Tally the lines below that contain the string "shirt", treating uppercase and lowercase as different, and give only the number.

*Material shown:*
-=-=-
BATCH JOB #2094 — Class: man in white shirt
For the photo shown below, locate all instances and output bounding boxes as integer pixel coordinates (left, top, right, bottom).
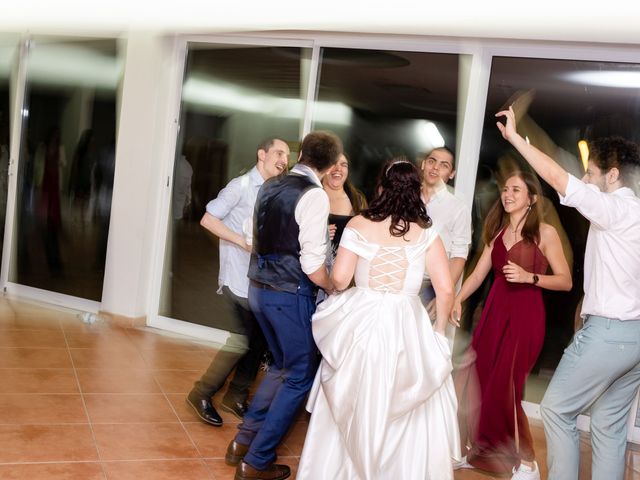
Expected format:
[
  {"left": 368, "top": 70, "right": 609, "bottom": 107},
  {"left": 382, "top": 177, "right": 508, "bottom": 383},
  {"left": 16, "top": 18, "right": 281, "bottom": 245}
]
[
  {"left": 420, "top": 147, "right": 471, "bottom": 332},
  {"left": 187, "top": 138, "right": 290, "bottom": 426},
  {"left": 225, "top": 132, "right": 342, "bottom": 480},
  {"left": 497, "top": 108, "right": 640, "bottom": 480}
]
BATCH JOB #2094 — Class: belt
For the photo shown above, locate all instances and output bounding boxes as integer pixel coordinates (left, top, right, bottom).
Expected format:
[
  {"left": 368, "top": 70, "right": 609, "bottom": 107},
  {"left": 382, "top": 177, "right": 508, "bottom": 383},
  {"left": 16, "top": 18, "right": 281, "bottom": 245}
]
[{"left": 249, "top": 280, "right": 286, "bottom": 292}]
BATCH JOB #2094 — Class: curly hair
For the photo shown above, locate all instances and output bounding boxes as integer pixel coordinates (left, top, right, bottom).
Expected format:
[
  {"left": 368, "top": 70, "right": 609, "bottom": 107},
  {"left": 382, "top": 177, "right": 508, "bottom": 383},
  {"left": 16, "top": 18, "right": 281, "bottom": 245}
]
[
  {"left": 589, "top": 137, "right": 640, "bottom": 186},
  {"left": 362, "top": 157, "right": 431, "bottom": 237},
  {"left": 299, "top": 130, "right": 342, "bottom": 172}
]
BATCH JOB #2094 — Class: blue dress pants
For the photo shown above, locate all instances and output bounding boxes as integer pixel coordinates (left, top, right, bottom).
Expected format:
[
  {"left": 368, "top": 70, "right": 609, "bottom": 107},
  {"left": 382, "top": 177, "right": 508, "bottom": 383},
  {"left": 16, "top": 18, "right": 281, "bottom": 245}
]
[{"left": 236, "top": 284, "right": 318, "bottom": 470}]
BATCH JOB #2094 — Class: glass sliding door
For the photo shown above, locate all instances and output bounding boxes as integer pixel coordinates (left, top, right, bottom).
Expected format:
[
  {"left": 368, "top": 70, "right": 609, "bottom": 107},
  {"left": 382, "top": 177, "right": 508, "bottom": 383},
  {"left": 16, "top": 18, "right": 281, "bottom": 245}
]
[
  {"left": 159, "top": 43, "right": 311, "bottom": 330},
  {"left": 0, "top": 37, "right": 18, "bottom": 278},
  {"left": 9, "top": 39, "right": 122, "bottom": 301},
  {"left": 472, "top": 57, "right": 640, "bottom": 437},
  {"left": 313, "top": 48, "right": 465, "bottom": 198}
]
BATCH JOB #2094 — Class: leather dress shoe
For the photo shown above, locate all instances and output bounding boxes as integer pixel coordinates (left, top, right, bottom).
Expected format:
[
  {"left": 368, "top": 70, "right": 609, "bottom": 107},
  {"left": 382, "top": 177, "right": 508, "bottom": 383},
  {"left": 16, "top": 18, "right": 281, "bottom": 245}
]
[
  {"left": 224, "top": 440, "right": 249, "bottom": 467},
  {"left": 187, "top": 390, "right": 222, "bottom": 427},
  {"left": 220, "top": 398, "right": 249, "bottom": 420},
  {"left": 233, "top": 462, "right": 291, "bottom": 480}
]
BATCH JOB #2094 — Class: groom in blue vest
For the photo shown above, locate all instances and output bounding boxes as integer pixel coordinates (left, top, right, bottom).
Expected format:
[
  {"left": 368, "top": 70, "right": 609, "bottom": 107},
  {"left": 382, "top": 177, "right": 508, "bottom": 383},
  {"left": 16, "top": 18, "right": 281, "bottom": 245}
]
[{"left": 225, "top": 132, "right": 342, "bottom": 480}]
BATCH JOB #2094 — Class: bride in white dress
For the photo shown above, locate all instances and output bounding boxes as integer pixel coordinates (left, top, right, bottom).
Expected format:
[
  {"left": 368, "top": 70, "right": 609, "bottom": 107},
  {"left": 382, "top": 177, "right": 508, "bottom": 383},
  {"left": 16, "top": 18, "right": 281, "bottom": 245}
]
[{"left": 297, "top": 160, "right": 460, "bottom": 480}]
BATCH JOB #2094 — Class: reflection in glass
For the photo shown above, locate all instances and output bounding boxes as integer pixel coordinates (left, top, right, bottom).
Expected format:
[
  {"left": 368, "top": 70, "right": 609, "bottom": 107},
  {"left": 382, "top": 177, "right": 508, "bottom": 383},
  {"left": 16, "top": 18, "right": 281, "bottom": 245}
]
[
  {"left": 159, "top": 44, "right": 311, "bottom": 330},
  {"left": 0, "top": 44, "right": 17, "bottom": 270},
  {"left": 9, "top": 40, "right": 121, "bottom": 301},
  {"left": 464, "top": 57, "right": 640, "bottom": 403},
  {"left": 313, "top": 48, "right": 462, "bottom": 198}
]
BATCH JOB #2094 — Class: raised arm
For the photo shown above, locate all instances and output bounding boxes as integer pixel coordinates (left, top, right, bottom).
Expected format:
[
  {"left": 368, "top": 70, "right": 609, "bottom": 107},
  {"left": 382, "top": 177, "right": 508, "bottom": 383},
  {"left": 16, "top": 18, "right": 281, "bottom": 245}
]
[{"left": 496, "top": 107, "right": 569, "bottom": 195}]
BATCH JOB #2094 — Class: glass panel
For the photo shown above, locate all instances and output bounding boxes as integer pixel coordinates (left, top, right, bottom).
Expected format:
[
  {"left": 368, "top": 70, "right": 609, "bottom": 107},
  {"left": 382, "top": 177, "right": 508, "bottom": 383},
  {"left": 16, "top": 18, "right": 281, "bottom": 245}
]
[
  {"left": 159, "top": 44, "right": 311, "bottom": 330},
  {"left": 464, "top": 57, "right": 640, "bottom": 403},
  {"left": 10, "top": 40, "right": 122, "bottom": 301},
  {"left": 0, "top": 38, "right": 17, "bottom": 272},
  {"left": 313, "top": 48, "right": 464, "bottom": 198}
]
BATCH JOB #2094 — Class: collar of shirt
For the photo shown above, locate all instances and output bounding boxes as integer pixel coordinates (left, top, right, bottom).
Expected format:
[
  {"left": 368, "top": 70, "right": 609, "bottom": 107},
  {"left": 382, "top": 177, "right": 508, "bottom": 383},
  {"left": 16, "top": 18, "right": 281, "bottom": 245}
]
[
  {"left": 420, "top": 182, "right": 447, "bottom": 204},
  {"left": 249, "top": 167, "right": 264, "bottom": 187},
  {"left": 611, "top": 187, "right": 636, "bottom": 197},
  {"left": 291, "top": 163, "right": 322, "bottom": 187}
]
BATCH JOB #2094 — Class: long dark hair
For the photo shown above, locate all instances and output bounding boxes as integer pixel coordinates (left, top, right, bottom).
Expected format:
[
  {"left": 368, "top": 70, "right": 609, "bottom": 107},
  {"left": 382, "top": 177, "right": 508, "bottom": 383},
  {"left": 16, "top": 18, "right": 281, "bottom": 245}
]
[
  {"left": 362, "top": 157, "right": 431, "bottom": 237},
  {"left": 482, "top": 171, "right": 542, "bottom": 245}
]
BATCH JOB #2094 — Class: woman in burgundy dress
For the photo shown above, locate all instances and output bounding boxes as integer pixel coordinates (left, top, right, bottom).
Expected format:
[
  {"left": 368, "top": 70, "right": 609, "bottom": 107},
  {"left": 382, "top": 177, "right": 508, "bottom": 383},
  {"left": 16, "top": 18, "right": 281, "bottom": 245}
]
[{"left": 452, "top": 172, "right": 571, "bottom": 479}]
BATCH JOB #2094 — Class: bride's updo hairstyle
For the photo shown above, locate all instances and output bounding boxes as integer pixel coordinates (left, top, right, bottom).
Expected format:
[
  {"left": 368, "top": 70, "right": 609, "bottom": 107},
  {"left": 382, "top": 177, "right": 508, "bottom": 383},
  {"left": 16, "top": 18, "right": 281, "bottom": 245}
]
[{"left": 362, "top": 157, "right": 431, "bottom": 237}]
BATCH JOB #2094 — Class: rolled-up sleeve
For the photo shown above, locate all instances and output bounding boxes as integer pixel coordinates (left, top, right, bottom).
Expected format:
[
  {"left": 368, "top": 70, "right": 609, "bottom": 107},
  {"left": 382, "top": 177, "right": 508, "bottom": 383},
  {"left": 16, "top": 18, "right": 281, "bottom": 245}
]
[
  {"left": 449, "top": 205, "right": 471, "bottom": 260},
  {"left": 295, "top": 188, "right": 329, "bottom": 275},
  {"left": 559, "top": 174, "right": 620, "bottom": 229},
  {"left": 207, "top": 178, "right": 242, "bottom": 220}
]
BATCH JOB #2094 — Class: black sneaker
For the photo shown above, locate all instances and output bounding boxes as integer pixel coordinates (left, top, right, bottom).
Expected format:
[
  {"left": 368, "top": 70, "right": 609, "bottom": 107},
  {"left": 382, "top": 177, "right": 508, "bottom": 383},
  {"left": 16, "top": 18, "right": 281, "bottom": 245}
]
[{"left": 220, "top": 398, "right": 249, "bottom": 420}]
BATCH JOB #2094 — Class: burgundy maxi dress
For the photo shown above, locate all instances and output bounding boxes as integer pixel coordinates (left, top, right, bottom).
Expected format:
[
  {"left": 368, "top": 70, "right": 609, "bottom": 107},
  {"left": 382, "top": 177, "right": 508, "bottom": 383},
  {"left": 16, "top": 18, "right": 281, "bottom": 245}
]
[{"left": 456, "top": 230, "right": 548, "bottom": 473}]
-=-=-
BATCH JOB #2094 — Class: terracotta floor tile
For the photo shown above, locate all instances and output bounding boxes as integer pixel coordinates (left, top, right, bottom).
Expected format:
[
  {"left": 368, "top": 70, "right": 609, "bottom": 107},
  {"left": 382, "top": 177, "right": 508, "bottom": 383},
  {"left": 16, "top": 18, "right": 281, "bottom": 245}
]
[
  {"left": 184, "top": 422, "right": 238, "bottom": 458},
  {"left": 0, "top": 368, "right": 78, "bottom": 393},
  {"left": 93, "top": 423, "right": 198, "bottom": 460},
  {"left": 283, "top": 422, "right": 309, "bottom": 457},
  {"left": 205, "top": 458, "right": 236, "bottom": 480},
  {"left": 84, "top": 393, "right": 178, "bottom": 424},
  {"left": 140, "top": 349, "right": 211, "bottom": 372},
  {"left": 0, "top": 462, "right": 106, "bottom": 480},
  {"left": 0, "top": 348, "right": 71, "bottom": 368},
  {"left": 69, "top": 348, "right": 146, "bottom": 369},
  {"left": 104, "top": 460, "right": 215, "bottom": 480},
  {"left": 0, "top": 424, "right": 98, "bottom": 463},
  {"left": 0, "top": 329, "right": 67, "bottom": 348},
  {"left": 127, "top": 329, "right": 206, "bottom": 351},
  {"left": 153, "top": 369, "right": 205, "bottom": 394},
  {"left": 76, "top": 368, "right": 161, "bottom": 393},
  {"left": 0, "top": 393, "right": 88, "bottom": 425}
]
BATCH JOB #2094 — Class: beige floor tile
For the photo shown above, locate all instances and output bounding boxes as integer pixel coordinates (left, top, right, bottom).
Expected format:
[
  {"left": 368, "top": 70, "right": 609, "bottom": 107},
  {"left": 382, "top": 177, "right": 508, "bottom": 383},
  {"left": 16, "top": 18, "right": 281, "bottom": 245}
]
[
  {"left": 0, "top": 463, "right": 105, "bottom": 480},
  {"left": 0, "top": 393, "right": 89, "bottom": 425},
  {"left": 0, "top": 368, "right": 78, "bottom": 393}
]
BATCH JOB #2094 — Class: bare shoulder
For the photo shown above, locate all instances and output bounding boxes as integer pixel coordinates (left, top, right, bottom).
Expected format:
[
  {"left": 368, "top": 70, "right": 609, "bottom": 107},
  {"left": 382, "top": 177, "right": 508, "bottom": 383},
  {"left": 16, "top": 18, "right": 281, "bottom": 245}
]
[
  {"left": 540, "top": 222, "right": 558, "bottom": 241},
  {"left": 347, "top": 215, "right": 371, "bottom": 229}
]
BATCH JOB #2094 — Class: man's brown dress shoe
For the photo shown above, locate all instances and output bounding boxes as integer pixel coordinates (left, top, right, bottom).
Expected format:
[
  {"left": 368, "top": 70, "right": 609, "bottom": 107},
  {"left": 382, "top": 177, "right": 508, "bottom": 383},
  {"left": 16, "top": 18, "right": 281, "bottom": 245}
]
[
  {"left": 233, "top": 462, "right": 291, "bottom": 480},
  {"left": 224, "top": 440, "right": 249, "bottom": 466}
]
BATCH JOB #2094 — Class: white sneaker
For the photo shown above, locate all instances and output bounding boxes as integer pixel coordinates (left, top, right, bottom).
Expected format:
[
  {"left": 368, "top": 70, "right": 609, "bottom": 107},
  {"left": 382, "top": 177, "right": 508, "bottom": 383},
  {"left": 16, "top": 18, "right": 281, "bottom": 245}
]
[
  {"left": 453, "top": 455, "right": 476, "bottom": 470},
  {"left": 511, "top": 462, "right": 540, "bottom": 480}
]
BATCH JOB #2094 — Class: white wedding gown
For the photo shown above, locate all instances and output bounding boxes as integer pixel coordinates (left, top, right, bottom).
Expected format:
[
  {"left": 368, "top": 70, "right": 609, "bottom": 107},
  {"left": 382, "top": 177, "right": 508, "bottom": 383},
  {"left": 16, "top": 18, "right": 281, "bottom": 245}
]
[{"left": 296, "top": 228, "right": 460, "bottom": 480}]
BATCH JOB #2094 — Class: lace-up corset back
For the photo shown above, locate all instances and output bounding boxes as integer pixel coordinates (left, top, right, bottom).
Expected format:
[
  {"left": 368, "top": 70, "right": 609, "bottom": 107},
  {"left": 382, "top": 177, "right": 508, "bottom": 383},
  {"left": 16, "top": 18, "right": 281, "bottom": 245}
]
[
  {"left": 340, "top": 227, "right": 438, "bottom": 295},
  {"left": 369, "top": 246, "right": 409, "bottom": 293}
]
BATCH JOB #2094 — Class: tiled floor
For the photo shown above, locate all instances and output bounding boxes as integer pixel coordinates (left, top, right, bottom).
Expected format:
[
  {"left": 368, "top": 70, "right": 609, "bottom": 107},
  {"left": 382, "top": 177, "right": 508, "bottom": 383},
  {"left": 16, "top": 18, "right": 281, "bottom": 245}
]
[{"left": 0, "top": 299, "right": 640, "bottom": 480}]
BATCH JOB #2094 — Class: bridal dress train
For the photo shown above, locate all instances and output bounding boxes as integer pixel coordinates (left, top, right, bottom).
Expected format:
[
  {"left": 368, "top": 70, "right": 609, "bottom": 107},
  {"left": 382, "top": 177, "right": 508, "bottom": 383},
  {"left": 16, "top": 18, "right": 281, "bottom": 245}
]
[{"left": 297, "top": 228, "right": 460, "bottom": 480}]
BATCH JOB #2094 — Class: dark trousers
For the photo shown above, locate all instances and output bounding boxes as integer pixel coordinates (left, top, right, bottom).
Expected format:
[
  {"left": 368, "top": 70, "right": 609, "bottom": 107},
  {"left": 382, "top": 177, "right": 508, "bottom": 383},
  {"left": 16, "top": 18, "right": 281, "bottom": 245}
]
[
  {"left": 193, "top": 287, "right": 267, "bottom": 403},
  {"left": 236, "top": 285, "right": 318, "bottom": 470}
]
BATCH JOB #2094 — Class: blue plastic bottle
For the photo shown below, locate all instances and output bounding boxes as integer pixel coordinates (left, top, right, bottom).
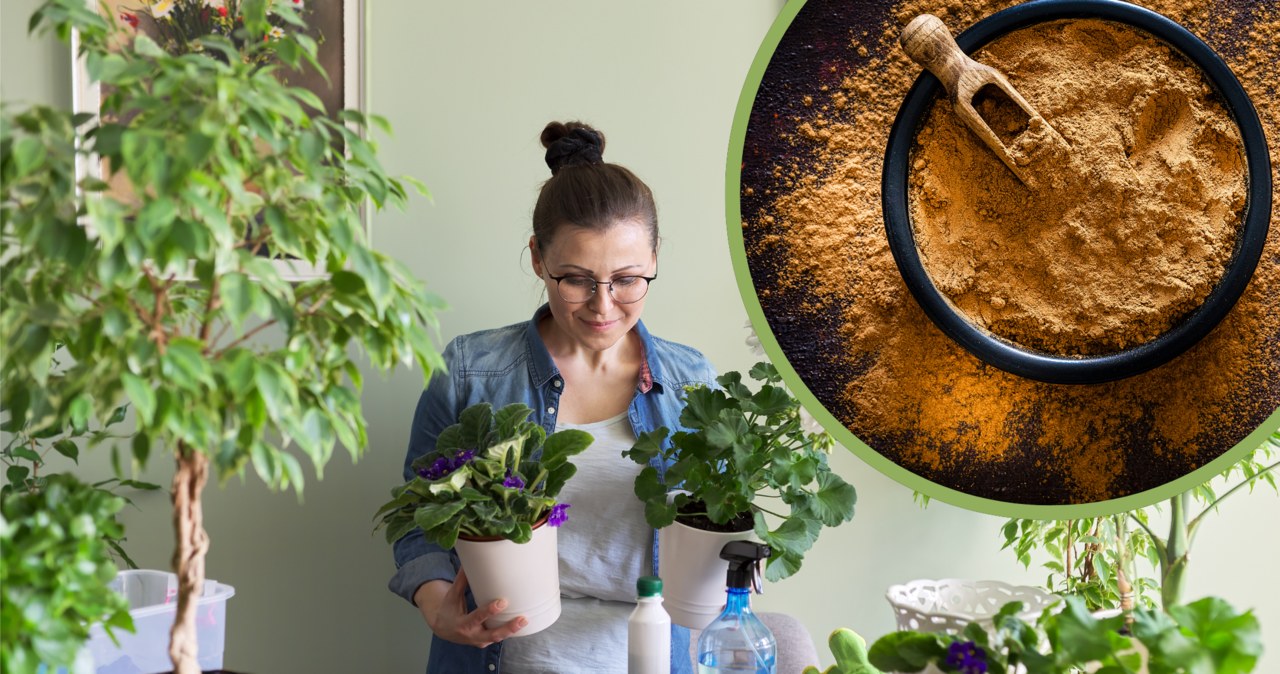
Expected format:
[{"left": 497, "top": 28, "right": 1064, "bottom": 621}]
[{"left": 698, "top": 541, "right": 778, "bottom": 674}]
-=-=-
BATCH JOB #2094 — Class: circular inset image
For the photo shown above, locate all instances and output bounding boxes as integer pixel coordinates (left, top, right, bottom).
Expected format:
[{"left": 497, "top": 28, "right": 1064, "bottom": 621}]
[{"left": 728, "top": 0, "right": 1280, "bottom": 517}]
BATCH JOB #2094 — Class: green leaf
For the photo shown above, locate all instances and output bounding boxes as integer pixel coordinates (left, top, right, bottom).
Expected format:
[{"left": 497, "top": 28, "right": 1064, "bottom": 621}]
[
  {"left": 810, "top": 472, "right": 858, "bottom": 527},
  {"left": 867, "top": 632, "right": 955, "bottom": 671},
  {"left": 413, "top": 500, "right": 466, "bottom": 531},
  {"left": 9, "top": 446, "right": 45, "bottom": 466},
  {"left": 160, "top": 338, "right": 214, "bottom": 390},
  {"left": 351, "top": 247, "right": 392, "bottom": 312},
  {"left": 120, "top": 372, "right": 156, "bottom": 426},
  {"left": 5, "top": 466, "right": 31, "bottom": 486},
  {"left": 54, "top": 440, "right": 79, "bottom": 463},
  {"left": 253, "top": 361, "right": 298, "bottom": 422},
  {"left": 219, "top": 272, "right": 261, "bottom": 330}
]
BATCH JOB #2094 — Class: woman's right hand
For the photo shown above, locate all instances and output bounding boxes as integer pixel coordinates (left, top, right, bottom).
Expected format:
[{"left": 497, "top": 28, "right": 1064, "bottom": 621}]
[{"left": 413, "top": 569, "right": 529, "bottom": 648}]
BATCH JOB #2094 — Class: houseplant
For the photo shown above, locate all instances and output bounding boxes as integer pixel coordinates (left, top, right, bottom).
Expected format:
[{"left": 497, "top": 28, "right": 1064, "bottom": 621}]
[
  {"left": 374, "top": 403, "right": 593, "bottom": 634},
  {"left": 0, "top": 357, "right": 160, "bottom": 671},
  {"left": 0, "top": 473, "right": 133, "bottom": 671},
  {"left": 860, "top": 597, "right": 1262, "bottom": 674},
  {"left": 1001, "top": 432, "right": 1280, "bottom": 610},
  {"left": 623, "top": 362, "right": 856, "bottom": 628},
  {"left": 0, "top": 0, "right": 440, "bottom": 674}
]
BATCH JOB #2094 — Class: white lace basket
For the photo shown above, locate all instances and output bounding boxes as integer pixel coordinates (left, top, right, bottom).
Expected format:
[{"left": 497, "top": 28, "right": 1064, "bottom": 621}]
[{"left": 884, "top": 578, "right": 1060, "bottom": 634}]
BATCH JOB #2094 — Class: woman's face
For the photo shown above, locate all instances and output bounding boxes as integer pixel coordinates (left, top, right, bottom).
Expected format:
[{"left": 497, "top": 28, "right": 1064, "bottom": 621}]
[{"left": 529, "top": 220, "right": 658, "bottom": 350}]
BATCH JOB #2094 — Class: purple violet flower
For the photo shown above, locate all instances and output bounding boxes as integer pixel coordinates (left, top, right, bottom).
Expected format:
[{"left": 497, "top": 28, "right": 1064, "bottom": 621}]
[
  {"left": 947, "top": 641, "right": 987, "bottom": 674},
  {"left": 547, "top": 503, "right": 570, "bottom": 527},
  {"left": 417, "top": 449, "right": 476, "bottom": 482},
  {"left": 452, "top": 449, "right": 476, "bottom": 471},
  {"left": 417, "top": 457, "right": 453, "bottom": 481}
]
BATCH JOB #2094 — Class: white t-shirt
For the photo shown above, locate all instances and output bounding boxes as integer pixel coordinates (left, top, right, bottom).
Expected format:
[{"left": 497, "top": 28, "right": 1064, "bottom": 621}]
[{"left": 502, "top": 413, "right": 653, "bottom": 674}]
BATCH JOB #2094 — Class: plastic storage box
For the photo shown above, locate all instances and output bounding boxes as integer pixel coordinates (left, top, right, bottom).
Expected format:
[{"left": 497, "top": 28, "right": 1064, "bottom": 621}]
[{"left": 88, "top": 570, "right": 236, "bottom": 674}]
-=-=-
*Expected output:* 3